[Contour annotation rows]
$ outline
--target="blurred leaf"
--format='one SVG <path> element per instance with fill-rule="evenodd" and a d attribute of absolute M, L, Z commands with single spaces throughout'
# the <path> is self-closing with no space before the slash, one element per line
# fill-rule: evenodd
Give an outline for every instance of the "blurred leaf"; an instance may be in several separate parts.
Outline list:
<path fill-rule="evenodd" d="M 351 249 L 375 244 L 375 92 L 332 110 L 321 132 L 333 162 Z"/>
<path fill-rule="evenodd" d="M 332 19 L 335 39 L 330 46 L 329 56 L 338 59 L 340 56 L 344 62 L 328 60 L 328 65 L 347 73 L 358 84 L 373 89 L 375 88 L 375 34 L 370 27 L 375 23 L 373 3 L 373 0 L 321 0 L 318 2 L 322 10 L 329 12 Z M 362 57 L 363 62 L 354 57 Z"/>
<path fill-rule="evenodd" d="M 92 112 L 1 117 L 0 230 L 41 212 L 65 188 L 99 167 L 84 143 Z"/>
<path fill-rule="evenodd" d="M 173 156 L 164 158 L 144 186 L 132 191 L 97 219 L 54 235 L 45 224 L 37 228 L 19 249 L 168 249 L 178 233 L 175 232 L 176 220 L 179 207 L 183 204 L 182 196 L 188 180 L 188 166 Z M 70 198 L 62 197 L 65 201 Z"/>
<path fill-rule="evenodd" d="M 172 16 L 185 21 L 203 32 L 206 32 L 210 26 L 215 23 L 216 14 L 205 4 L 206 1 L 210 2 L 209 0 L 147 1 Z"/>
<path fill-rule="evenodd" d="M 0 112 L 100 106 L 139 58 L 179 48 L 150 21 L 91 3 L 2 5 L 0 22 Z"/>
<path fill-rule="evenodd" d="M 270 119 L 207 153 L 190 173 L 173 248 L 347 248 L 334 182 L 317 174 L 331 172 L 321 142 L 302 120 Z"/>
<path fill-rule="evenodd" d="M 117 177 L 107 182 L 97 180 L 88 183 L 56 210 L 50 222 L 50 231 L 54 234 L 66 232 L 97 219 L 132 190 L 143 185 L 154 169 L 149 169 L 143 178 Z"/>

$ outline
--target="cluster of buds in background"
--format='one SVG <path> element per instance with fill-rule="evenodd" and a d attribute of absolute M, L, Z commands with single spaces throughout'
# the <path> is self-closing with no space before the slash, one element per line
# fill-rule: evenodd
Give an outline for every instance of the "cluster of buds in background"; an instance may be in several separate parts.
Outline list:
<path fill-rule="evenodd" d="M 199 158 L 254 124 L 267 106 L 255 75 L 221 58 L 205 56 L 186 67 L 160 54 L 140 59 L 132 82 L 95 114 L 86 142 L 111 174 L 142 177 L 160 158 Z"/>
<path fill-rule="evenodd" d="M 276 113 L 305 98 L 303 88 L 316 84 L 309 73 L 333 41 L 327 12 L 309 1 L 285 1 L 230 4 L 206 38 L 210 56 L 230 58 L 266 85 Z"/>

**Problem requirements**
Could you repeat every line of the rows above, character for character, without changing anything?

**Answer in full**
$ outline
--target="blurred leaf"
--format='one SVG <path> element per instance with fill-rule="evenodd" and a d attribute of absolute M, L, Z commands with single spaces throughout'
# the <path> is self-closing with no space before the slash, one element per line
# fill-rule: evenodd
Give an outline for every instance of the "blurred leaf"; an instance may be in several separate parts.
Outline list:
<path fill-rule="evenodd" d="M 351 249 L 375 244 L 375 92 L 332 110 L 321 132 L 333 162 Z"/>
<path fill-rule="evenodd" d="M 332 19 L 335 39 L 330 46 L 329 56 L 338 59 L 340 56 L 344 62 L 328 60 L 328 65 L 347 73 L 358 84 L 373 89 L 375 88 L 375 34 L 370 27 L 375 23 L 373 3 L 373 0 L 321 0 L 318 2 L 322 10 L 329 12 Z M 362 57 L 363 62 L 354 57 Z"/>
<path fill-rule="evenodd" d="M 92 112 L 1 117 L 0 230 L 41 212 L 65 188 L 99 167 L 84 143 Z"/>
<path fill-rule="evenodd" d="M 173 156 L 164 158 L 144 186 L 132 191 L 97 219 L 54 235 L 45 224 L 37 228 L 19 249 L 168 249 L 178 233 L 175 232 L 176 220 L 179 207 L 183 204 L 182 196 L 188 180 L 188 166 Z M 70 198 L 62 197 L 65 201 Z"/>
<path fill-rule="evenodd" d="M 172 16 L 185 21 L 203 32 L 206 32 L 210 26 L 215 23 L 216 14 L 205 4 L 206 1 L 210 2 L 209 0 L 147 1 Z"/>
<path fill-rule="evenodd" d="M 0 112 L 100 106 L 139 58 L 179 48 L 150 21 L 91 3 L 2 5 L 0 22 Z"/>
<path fill-rule="evenodd" d="M 270 119 L 207 153 L 190 173 L 173 248 L 347 248 L 334 182 L 317 174 L 331 172 L 321 142 L 302 120 Z"/>
<path fill-rule="evenodd" d="M 117 177 L 107 182 L 97 180 L 88 183 L 56 210 L 50 222 L 50 231 L 54 234 L 66 232 L 97 219 L 132 190 L 143 185 L 154 169 L 149 169 L 143 178 Z"/>

$ outline
--target="cluster of buds in background"
--format='one SVG <path> element per instance with fill-rule="evenodd" and a d attribute of absolute M, L, Z commands with single spaces throughout'
# the <path> is self-closing with no space before the slash, one element per line
# fill-rule: evenodd
Give an outline for every instance of the "cluster of buds in background"; an instance may be in several separate parts.
Outline list:
<path fill-rule="evenodd" d="M 199 158 L 254 124 L 267 106 L 255 75 L 221 58 L 205 56 L 186 67 L 160 54 L 140 59 L 132 82 L 95 114 L 86 142 L 111 174 L 142 177 L 160 158 Z"/>
<path fill-rule="evenodd" d="M 276 113 L 305 98 L 303 88 L 316 84 L 309 73 L 333 41 L 327 12 L 309 1 L 285 1 L 230 4 L 206 38 L 210 56 L 230 58 L 266 85 Z"/>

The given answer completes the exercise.